§ **Exercises**
1. In the voyage journal, duplicate the passage between "The Esquimaux stationed" and "was still unbounded.", inclusive.
2. In the voyage journal, for how many days had the ice kept the party at Nullatartok bay?

___ Text excerpt

14th. Jonathan roused us at four in the morning, the wind being in our favour, and we immediately made preparations to depart. After breakfast, as we were praying the Litany, a sudden storm arose. We were assembled in Jonathan's tent, and the stones and pegs, with which it had been fastened down to the ground, being already removed, the tent-skins were soon blown about our heads by the violence of the wind, and we were now obliged patiently to wait till the storm abated. In the midst of our deliberations, accompanied with expressions of our disappointment, Thukkekina gravely observed, that we might very likely get away this summer, and need not be dismayed. Towards evening, it fell calm, and the mosquitoes teased us unmercifully. We supped on fresh salmon, filled our tents with smoke, to keep off our winged tormentors, shut ourselves in, and forgot our grievances and Thukkekina's consolations in sound sleep.

15th. In the morning at three o'clock, we took a final leave of Nullatartok bay, and got under way with a favourable, though rather boisterous wind at S.W. having been detained here for twelve days by the ice. After about an hour's sail, we were near the entrance of the inlet, when a sudden gust from the mountains carried away our after-top-mast, with sail and tackle. It fell with great noise on the deck, and into the sea. By God's mercy no one was hurt, and we were more particularly thankful, that of the five children on board, none were just then on deck.

It once happened, that the main-yard fell down, and but narrowly missed striking two children, who with a third /26/ were sitting and playing together. They must inevitably have lost their lives, had it fallen upon them. We praised God for their preservation during the whole voyage. By the above-mentioned disaster, we were obliged to run into a small cove, where we repaired the mast with all speed, and proceeded with a gentle wind towards Nachvak. A calm ensued, and as there is no anchorage between Nullatartok and Nachvak, we rowed all night, and felt the advantage of the great length of days, at this season of the year.

16th. The view we had of the magnificent mountains of Nachvak, especially about sun-rise, afforded us and our Esquimaux great gratification. Their south-east extremity much resembles Saddle island near Okkak, being high, steep, and of singular shape. These mountains in general are not unlike those of Kaumayok for picturesque outline. In one place, tremendous precipices form a vast amphitheatre, surmounted by a ledge of green sod, which seemed to be the resort of an immense number of sea-gulls and other fowls, never interrupted by the intrusion of man. They flew with loud screams backwards and forwards over our heads, as if to warn off such unwelcome visitors. In another place, a narrow chasm opens into the mountain, widening into a lagoon, the surrounding rocks resembling the ruins of a large Gothic building, with the green ocean for its pavement, and the sky for its dome. The weather being fine, and the sun cheering us with his bright rays, after a cold and sleepless night, we seemed to acquire new vigour, by the contemplation of the grand features of nature around us. We now perceived some Esquimaux with a woman's boat, in a small bay, preparing to steer for Nachvak. They fired their pieces, and called to us to join them, as they had discovered a stranded whale. Going on shore to survey the remains of this huge animal, we found it by no means a pleasant sight. It lay upon the rocks, occupying a space about thirty feet in diameter, but was much shattered, and /27/ in a decaying state. Our people, however, cut off a quantity of blubber from its lips. The greater part of the blubber of the fish was lost, as the Esquimaux had no means of conveying it to Okkak.

The Esquimaux stationed here showed great willingness to assist us; and as our party was much fatigued with rowing all night, they towed us into Nachvak, where we arrived about 2 P.M. Old Kayaluk and a young man, Parnguna, and his wife, were here. The latter called on Brother Kohlmeister, and thanked him for having saved her life. He had forgotten that he had once given her medicine at Okkak in a dangerous illness, but her gratitude was still unbounded.

______
___ Listed records

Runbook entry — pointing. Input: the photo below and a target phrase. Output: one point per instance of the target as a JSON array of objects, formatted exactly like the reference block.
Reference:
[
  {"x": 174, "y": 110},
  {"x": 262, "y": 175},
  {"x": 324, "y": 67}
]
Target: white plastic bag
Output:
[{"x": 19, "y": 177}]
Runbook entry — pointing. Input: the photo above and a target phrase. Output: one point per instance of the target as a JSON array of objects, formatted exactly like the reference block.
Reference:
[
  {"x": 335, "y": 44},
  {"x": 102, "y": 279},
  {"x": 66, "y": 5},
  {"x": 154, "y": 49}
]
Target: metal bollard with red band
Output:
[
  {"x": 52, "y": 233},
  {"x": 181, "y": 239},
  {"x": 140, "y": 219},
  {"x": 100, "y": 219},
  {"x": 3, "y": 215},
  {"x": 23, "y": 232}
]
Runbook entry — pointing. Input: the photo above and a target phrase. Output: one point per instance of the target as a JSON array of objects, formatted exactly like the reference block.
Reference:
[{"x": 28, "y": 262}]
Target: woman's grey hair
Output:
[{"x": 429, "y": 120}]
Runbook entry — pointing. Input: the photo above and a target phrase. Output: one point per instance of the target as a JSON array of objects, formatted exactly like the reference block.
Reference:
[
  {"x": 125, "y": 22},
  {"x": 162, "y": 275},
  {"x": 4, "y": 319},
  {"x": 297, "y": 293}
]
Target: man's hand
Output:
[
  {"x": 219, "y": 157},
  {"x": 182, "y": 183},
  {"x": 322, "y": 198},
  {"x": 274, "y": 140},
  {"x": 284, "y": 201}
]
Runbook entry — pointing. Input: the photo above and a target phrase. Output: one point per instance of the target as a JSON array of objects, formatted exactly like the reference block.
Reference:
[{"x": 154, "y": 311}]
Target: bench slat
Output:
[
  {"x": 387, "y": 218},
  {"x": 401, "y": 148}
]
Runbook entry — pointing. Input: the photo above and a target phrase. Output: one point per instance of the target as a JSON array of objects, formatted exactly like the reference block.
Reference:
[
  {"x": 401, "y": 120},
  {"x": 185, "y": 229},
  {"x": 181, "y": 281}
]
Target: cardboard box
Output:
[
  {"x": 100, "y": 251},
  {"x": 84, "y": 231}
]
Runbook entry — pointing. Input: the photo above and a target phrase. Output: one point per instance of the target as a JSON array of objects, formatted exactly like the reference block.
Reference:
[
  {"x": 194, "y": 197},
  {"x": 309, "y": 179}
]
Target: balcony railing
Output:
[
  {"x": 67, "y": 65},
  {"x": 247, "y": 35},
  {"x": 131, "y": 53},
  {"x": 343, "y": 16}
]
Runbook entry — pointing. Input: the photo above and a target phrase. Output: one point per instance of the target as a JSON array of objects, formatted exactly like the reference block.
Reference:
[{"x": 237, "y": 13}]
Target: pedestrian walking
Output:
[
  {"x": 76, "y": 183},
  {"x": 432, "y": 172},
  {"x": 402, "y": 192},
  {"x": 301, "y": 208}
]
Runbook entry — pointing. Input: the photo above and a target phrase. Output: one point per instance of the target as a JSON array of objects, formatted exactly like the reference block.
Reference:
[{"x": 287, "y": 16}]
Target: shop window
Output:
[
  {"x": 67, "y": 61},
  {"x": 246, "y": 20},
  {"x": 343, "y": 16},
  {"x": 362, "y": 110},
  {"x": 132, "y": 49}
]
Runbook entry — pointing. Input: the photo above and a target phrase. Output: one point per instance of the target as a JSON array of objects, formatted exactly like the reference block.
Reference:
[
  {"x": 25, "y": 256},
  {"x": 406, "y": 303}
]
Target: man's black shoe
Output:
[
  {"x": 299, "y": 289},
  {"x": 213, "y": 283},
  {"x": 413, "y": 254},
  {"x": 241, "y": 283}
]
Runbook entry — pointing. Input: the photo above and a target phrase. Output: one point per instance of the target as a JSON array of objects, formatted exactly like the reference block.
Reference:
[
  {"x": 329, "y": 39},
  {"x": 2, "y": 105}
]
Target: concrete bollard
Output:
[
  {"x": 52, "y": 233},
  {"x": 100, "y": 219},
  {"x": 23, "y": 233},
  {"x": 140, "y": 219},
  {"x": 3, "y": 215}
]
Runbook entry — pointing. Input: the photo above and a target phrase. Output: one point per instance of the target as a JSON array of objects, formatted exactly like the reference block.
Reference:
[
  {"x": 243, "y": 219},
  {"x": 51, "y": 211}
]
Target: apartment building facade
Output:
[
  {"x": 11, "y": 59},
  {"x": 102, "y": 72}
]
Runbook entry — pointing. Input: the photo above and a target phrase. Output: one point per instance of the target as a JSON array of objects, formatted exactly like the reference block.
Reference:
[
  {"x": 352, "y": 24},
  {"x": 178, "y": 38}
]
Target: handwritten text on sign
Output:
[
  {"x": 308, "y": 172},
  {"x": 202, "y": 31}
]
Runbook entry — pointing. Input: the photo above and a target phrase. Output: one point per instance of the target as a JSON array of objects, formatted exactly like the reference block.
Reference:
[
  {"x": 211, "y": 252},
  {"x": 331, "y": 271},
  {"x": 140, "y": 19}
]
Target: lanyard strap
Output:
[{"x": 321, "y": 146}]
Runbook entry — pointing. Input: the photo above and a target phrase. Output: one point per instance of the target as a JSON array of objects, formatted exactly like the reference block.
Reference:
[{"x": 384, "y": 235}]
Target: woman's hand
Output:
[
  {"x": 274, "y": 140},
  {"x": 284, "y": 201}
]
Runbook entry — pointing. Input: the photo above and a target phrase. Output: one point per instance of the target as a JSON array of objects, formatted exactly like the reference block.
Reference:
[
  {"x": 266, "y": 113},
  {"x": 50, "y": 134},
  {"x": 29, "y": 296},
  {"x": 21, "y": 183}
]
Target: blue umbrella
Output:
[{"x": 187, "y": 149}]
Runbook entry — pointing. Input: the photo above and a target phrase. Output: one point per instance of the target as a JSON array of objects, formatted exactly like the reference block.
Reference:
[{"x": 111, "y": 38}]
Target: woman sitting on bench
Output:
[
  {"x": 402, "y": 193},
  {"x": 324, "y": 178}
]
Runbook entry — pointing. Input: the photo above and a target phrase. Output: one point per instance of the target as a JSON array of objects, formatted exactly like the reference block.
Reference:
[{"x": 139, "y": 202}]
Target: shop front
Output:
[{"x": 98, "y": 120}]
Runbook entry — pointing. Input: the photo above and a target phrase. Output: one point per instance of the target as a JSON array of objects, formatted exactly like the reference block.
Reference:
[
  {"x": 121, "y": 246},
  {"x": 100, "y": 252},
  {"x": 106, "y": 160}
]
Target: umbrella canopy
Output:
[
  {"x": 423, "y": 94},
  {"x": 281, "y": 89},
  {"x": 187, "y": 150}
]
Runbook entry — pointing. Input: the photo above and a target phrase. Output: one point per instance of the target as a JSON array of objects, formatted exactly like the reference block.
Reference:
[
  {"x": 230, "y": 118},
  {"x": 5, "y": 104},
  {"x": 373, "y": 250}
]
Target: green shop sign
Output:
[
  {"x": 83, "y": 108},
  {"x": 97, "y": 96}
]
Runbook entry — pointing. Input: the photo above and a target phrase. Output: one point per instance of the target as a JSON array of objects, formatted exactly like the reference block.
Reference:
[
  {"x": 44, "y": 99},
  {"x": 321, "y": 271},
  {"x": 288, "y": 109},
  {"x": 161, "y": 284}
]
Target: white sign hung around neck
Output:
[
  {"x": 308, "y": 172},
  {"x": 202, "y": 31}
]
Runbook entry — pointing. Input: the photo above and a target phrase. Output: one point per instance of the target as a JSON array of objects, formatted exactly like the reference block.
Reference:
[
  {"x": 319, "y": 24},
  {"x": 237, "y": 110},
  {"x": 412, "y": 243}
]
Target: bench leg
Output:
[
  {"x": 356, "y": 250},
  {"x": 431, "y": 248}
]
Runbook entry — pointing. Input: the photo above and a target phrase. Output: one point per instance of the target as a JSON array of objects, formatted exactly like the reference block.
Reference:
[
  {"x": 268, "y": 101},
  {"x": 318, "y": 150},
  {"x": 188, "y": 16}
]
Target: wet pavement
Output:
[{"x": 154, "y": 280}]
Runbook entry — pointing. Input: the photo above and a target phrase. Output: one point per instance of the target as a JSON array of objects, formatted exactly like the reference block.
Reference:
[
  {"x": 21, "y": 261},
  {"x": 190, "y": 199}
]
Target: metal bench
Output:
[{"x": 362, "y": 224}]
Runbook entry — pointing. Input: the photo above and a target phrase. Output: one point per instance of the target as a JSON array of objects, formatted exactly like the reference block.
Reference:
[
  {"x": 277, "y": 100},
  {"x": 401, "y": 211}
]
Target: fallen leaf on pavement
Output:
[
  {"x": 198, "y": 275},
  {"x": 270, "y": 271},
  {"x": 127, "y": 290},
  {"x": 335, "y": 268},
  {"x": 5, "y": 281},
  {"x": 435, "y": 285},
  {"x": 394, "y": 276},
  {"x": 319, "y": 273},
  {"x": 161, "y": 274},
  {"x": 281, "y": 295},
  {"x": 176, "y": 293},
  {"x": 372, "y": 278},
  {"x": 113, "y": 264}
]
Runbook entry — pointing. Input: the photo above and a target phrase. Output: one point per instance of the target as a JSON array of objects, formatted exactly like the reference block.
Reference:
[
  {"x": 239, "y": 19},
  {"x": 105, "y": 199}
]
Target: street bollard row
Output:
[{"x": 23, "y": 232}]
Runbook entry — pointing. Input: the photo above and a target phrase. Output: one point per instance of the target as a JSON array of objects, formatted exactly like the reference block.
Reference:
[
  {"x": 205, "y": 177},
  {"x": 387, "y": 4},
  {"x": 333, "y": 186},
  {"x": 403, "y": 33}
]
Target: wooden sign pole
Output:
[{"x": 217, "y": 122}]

______

§ **Results for each task**
1.
The Esquimaux stationed here showed great willingness to assist us; and as our party was much fatigued with rowing all night, they towed us into Nachvak, where we arrived about 2 P.M. Old Kayaluk and a young man, Parnguna, and his wife, were here. The latter called on Brother Kohlmeister, and thanked him for having saved her life. He had forgotten that he had once given her medicine at Okkak in a dangerous illness, but her gratitude was still unbounded.

2. The ice kept them there for twelve days.